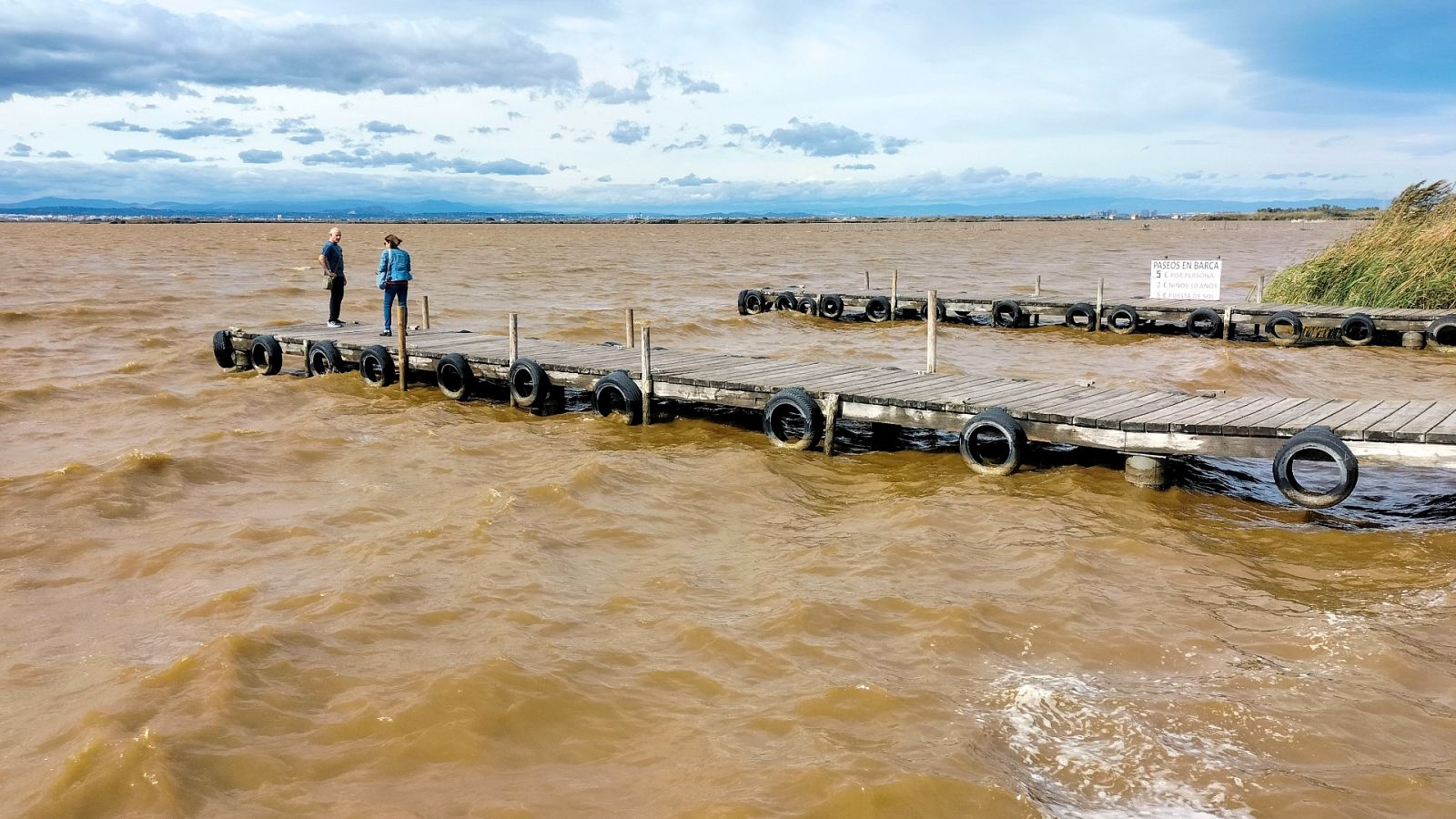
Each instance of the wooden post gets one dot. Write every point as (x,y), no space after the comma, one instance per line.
(931,321)
(830,419)
(404,350)
(647,375)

-*-

SHORT PROBLEM: Express every line of the items above as a JSON list of strings, one string per line, leaving out blank lines and the pictures.

FULL ANSWER:
[
  "Each instance of the wooden post gets one dot. Write every point as (x,y), no space after the comma, one instance per line.",
  "(931,321)",
  "(830,419)",
  "(404,350)",
  "(647,375)"
]